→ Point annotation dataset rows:
■ ■ ■

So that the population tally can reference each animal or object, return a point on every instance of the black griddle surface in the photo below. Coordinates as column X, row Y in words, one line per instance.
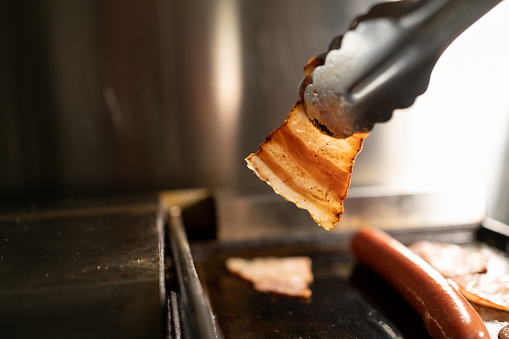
column 348, row 301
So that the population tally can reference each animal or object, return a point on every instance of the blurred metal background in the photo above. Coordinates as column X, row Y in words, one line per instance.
column 109, row 97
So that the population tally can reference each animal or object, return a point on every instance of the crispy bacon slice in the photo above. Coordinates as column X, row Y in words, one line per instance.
column 288, row 276
column 308, row 167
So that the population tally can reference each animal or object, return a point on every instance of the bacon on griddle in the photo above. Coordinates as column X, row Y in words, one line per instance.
column 287, row 276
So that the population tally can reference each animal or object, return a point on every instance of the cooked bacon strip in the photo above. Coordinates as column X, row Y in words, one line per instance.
column 481, row 275
column 308, row 167
column 445, row 312
column 288, row 276
column 451, row 259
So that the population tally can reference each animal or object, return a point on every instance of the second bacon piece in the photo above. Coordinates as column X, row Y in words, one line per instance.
column 446, row 313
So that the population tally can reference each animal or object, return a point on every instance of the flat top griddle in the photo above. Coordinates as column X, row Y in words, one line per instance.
column 348, row 300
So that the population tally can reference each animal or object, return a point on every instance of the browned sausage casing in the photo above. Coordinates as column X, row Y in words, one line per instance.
column 446, row 313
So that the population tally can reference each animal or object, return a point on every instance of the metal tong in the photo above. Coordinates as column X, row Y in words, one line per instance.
column 383, row 62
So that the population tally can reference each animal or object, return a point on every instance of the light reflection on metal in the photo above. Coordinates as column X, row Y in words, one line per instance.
column 227, row 76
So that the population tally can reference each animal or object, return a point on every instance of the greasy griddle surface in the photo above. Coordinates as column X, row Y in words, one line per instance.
column 348, row 301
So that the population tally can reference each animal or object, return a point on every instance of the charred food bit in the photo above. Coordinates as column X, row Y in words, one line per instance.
column 480, row 274
column 287, row 276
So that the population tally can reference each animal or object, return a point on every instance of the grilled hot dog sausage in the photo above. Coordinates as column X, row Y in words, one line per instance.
column 446, row 313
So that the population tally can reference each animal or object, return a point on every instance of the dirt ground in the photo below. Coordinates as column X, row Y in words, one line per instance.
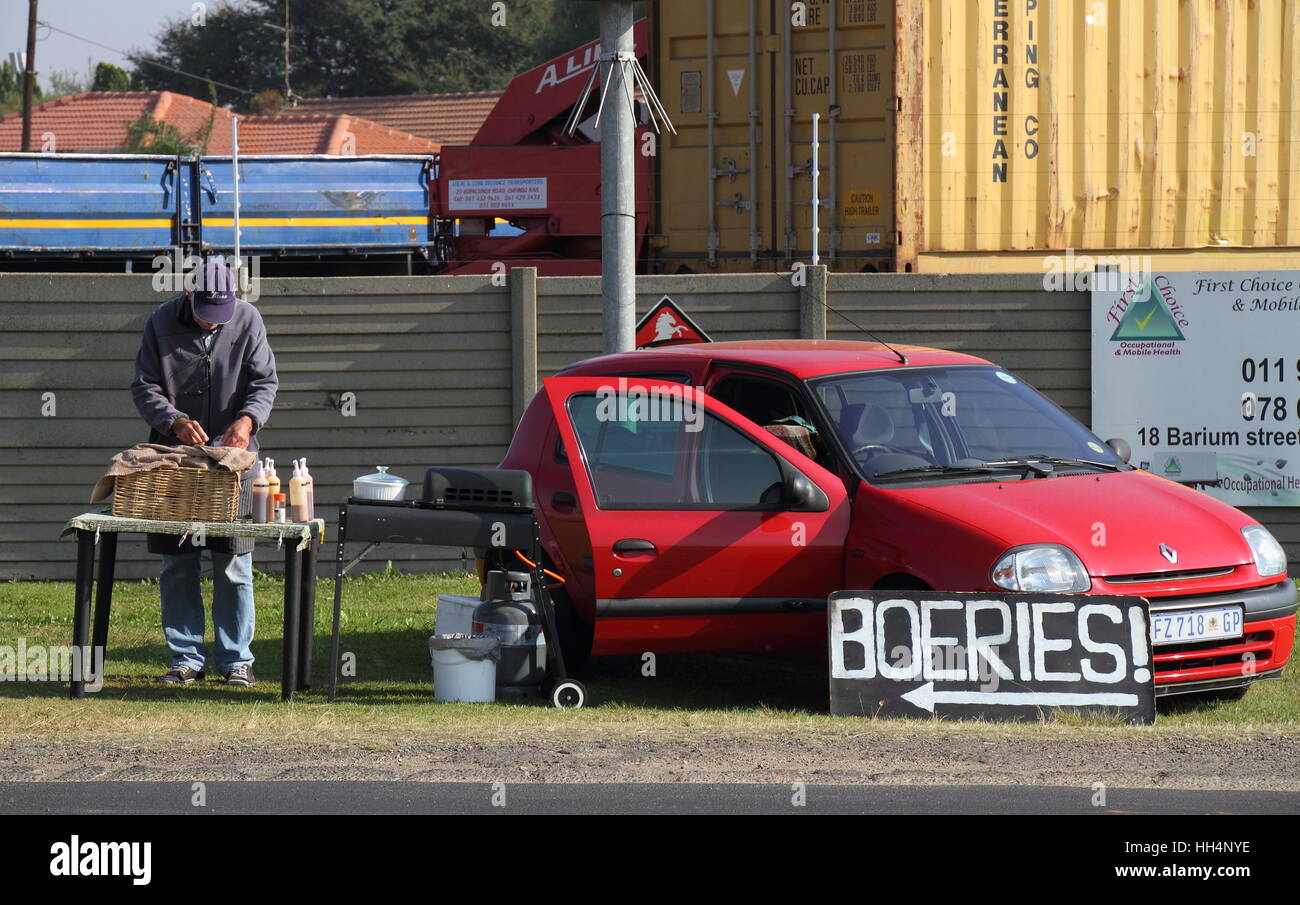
column 1249, row 762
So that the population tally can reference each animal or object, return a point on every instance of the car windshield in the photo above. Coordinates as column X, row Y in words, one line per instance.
column 967, row 421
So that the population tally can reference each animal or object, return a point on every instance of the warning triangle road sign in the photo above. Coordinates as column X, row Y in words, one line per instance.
column 1148, row 319
column 667, row 325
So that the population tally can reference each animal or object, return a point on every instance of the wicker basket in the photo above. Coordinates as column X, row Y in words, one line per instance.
column 178, row 494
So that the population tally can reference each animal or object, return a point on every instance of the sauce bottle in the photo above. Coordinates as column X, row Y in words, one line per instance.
column 310, row 489
column 260, row 486
column 272, row 489
column 298, row 496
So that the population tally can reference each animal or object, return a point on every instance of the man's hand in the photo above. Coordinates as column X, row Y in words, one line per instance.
column 238, row 433
column 189, row 432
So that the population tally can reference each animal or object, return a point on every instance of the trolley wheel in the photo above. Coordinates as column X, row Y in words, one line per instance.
column 567, row 695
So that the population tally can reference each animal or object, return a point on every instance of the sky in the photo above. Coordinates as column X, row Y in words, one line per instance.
column 120, row 24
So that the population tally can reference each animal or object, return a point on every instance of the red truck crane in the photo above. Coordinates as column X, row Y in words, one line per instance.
column 521, row 168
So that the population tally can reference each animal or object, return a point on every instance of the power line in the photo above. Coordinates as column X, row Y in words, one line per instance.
column 150, row 63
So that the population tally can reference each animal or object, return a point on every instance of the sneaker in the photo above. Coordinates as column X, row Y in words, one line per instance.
column 181, row 675
column 241, row 675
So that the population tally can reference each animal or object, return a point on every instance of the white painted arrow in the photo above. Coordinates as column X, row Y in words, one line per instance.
column 926, row 697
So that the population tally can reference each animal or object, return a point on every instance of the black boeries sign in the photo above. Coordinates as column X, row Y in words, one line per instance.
column 999, row 657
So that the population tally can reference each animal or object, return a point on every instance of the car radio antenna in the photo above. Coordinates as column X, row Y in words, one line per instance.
column 902, row 359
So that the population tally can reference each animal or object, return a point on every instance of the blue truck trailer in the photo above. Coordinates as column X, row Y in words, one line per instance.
column 78, row 206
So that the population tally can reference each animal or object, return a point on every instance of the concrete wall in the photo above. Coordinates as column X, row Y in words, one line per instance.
column 441, row 368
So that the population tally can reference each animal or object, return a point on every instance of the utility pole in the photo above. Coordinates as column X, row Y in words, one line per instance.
column 29, row 82
column 289, row 91
column 618, row 180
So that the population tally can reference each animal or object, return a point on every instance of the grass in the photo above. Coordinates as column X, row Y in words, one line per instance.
column 386, row 623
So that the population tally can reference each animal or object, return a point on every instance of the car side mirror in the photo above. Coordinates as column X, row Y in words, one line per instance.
column 801, row 494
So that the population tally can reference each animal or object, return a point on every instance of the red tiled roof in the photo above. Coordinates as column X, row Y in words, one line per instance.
column 325, row 133
column 447, row 118
column 98, row 121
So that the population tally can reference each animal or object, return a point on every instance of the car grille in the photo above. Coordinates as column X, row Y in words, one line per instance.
column 1222, row 657
column 1147, row 577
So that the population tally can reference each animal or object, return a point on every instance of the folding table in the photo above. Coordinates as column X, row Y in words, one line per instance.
column 299, row 540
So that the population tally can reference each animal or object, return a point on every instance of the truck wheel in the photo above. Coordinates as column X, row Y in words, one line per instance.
column 567, row 695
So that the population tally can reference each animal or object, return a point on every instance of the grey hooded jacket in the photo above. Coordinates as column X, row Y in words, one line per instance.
column 177, row 376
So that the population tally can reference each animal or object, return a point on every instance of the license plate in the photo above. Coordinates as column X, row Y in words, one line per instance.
column 1184, row 626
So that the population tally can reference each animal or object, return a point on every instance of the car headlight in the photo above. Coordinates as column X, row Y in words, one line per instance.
column 1269, row 555
column 1041, row 568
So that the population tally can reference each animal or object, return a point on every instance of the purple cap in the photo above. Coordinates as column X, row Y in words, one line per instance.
column 215, row 299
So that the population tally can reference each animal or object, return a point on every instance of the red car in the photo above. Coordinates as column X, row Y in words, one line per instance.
column 710, row 497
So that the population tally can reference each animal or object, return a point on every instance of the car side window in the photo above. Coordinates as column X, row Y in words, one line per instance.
column 698, row 463
column 776, row 408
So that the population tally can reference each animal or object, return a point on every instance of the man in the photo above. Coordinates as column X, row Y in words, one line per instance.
column 206, row 375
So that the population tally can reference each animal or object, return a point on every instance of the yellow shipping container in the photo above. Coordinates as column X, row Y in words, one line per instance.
column 1096, row 125
column 979, row 134
column 741, row 81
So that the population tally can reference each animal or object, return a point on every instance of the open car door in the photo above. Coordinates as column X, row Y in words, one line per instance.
column 707, row 532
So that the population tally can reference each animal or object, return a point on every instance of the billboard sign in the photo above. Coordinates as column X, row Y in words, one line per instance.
column 1200, row 372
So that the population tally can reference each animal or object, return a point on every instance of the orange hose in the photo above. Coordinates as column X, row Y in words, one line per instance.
column 545, row 571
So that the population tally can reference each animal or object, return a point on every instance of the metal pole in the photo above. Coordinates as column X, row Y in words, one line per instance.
column 753, row 131
column 234, row 169
column 618, row 182
column 29, row 81
column 711, row 117
column 817, row 170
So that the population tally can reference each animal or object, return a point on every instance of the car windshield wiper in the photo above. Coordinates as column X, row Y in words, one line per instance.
column 1052, row 460
column 937, row 470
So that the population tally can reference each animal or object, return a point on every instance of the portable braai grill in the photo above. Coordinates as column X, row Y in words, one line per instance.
column 490, row 510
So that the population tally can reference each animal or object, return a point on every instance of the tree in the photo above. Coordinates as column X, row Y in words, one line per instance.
column 364, row 47
column 111, row 78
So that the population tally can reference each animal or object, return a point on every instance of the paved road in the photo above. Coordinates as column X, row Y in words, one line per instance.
column 382, row 797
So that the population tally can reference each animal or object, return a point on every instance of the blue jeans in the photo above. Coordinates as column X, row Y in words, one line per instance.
column 233, row 618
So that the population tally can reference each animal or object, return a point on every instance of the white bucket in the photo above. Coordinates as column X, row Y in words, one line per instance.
column 455, row 614
column 464, row 667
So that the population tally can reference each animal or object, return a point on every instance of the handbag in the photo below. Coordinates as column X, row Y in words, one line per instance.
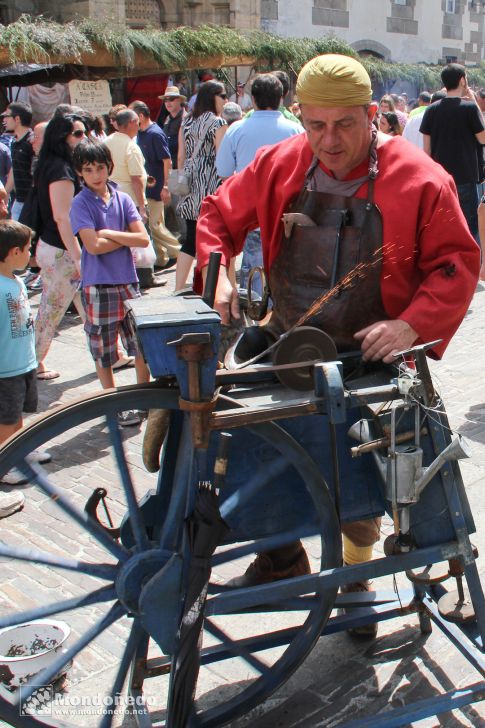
column 144, row 257
column 180, row 180
column 30, row 214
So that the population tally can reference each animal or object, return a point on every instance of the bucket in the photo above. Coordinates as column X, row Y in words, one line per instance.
column 28, row 648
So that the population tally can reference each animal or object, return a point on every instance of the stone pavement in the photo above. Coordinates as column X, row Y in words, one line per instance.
column 341, row 679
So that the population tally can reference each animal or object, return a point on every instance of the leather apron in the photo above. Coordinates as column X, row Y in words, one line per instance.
column 337, row 233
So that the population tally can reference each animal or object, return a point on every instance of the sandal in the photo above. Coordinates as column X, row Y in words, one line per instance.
column 47, row 374
column 124, row 361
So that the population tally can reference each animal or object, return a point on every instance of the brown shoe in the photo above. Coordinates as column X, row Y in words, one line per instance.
column 263, row 571
column 366, row 631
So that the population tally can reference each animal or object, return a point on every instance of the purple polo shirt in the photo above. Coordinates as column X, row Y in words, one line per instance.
column 89, row 211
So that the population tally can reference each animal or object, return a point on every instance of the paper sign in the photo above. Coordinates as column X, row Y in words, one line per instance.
column 93, row 96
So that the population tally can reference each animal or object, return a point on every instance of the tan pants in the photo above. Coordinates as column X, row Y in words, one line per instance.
column 166, row 245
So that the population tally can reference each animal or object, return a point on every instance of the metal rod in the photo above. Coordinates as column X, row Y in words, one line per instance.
column 384, row 442
column 212, row 279
column 335, row 468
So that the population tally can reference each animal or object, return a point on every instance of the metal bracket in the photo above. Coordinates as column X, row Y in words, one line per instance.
column 329, row 385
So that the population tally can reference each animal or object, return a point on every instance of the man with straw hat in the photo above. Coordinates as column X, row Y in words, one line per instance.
column 340, row 196
column 173, row 100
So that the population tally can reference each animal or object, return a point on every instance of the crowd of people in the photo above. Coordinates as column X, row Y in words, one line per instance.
column 96, row 193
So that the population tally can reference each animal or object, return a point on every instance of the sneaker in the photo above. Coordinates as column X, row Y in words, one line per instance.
column 263, row 571
column 11, row 503
column 365, row 631
column 129, row 418
column 13, row 477
column 39, row 456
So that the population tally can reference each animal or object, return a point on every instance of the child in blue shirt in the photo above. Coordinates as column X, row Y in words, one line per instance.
column 18, row 363
column 108, row 225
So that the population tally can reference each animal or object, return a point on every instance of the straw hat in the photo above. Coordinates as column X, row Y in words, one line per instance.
column 172, row 92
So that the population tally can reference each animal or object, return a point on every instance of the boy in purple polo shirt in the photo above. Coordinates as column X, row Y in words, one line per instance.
column 108, row 225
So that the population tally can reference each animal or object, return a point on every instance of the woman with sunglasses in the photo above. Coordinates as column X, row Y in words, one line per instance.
column 58, row 250
column 197, row 155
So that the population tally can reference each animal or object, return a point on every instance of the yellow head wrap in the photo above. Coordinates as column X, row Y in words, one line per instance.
column 333, row 80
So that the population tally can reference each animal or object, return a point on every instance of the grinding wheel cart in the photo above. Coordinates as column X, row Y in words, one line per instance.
column 286, row 473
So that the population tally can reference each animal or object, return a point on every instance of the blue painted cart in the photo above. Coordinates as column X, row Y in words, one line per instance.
column 292, row 472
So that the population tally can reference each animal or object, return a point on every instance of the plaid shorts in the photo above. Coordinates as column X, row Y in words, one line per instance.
column 106, row 318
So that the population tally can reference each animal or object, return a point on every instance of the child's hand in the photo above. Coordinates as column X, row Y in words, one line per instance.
column 105, row 233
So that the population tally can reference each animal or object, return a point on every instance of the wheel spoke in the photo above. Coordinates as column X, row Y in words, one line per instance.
column 100, row 571
column 128, row 654
column 262, row 544
column 46, row 676
column 236, row 648
column 105, row 594
column 136, row 518
column 35, row 472
column 233, row 601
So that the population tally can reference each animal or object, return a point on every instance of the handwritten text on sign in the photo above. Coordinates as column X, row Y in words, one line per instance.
column 93, row 96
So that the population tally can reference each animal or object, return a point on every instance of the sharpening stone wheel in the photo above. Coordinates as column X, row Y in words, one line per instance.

■ ■ ■

→ Short problem: Reprint the rows from the very first line down to the line containing "column 109, row 97", copying each line exactly. Omit any pictures.

→ Expected output:
So that the population tally can reference each animal or object, return a point on every instance of the black griddle surface in the photo below. Coordinates as column X, row Y in words, one line per instance.
column 348, row 301
So that the population tally can reference each animal or object, return a point on every instance of the blurred metal background in the photo above. Coordinates as column X, row Y in words, one line per instance.
column 109, row 97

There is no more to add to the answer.